Watch the 2nd class for common level 1 world language curriculum mistakes here:
Free Curriculum Maps and Resources:
- To get the link to the free SC curriculum for all world language levels, click here.
- To get a free roadmap to proficiency for your world language class, click here.
- Click here to get a free editable world language curriculum map.
- To get more help with crafting your world language curriculum, check out these other posts:
- World Language Curriculum Design Tips
- French 1 Curriculum Map
- Spanish 1 Curriculum Map
- Can-Do Statements & How to Use Them
9 Common Mistakes in World Language Curriculum & What to Do Instead
I’ve seen a lot of different things in my experience as a high school world language teacher for Spanish and French but curriculum really became my jam. My first experience with curriculum was being a department of one. I started as a department of one and we had nothing. I had a 20-year-old textbook with pages coming out of the spines. And a few worksheets here and there.
My DIY Spanish 1 Curriculum
Those of you who are on my newsletter know the infamous butterfly story. That’s where that experience comes from. It was all conjugation life all day, every day. So I created my own world language curriculum for Spanish 1 and then later French 1 because my kids were not having it. And I knew that I would not have a good experience unless I did something about it.

It ended up working out really well. Except for that, I worked 70 hours a week, which was terrible. And then I worked at the district level when I moved schools. We had a district-wide curriculum that was transitioning to proficiency, like many people are right now. Everybody knows that proficiency is important, but we’re not really quite sure where to go, or exactly how to make it happen on a day to day basis in our classroom.
Free World Language Curriculum Map
When I worked at the state level, I was one of the consulting teachers for the French team. For the state of South Carolina with the first proficiency oriented instruction curriculum ever, it was really exciting. You can find it here – itās free to the public and created by a team of SC teachers.
My Curriculum Experience in World Language
I worked on the state level with a large team of talented teachers and learned a lot about what a curriculum really should look like, especially in the whole span of the K-12 environment. Now I create curriculum full-time for my customers on teachers pay teachers and through my PD and resource membership. I also do curriculum consultations and audits to help people get where they would like to be on their proficiency journey. But my favorite? It’s teaching teachers how to create their own world language proficiency oriented curriculum. I think that the most useful skill that you can have as a Spanish teacher or French teacher is how to tweak your own world language curriculum without spending tons of time on it.

> _GIVEN EXERCISE 1_: Please edit the records starting with the line that contains "Pick-planner input: for every instance of the misty" and going on through the end of the records, replacing "green hillside" with "grassy slope" and keeping everything else the same. Return only those lines.
The records below are unrelated to the text above.

Point labeling samples
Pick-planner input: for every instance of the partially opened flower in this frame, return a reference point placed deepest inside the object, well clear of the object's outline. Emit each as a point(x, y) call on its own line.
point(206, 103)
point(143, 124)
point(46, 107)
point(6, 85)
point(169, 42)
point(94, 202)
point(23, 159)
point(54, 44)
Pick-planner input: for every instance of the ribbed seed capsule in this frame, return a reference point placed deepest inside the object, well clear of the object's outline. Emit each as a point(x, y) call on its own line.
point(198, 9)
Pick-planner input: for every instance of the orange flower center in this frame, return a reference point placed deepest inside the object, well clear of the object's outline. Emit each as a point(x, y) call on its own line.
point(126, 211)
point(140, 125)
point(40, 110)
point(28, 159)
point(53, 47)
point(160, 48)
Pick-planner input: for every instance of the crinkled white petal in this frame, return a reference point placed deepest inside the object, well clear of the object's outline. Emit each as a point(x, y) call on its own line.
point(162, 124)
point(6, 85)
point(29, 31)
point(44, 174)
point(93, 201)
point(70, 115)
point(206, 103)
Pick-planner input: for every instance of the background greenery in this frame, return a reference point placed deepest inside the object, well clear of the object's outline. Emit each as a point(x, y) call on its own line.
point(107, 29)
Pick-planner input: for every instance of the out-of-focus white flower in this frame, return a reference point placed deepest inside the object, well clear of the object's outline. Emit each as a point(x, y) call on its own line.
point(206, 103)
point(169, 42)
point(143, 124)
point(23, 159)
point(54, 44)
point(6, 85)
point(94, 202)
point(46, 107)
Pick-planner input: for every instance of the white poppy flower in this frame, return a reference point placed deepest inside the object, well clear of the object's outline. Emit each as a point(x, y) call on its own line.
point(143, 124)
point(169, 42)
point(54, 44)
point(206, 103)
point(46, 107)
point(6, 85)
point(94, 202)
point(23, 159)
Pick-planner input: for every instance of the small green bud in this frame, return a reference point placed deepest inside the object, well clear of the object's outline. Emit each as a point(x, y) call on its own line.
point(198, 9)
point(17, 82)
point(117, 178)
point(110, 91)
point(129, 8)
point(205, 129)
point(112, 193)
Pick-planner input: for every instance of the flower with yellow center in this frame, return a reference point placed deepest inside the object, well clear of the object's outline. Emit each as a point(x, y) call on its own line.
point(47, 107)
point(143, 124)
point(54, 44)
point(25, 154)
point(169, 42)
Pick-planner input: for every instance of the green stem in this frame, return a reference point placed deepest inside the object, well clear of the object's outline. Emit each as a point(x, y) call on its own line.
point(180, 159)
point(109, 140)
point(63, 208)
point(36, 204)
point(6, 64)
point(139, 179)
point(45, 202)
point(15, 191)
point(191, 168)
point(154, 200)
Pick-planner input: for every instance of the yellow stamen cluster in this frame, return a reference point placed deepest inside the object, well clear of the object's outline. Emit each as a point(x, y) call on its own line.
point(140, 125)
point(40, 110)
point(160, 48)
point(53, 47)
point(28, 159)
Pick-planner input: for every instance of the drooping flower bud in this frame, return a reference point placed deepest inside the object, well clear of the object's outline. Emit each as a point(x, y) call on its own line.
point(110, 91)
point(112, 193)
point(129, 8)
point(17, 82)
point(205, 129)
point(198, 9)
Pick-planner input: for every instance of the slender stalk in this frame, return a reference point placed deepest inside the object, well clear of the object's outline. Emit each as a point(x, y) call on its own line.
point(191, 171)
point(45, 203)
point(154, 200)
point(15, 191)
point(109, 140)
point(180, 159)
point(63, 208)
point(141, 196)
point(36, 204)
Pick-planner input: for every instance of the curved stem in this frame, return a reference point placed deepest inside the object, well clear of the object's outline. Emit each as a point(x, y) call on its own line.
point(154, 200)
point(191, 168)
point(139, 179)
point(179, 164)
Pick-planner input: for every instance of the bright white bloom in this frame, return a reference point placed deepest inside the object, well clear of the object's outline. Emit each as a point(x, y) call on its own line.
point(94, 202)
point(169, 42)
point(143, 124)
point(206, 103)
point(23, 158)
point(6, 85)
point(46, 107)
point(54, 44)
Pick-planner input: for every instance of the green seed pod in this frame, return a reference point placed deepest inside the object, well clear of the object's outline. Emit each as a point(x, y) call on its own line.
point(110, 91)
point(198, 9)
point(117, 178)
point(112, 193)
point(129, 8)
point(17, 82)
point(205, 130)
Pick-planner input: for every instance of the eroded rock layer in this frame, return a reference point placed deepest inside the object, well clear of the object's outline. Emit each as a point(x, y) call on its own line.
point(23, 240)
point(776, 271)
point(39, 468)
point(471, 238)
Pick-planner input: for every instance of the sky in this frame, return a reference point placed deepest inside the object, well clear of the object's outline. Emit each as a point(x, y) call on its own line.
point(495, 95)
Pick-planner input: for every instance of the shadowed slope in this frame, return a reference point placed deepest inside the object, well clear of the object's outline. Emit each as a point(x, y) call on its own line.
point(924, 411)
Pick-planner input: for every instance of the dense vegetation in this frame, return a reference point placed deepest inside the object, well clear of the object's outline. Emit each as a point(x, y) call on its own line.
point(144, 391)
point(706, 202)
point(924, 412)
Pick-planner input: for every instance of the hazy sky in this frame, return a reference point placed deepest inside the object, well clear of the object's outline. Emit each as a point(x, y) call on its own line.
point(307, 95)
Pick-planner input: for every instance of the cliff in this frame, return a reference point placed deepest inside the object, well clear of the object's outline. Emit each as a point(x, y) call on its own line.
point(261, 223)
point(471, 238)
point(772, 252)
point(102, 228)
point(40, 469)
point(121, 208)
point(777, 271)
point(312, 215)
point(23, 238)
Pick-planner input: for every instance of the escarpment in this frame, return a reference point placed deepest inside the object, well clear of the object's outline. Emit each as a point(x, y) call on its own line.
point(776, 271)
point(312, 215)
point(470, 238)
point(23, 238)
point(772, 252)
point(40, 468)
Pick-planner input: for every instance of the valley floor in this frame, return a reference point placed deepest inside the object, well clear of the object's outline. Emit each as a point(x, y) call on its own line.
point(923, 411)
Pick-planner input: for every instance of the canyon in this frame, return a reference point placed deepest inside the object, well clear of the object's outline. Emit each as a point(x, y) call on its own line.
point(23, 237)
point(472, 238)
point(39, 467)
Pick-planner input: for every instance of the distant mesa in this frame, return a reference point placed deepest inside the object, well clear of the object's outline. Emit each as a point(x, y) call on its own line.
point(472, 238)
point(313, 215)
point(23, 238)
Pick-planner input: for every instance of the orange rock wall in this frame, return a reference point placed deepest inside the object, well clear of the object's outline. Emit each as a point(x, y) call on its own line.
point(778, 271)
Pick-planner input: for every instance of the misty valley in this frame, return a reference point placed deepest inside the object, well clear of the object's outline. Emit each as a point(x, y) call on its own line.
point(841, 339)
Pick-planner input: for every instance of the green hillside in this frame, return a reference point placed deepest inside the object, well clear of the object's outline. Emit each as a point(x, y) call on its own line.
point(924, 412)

> _GIVEN EXERCISE 2_: In the curriculum excerpt, how many hours a week did the writer work while creating a DIY curriculum?

> _FINAL ANSWER 1_:
Pick-planner input: for every instance of the misty valley in this frame, return a reference point placed deepest inside the object, well clear of the object's outline. Emit each as a point(x, y) call on its own line.
point(841, 339)
Pick-planner input: for every instance of the grassy slope in this frame, return a reference point placed deepest inside the object, well clear of the object's outline. Emit each as a point(x, y) call on its own line.
point(924, 412)

> _FINAL ANSWER 2_: 70 hours a week.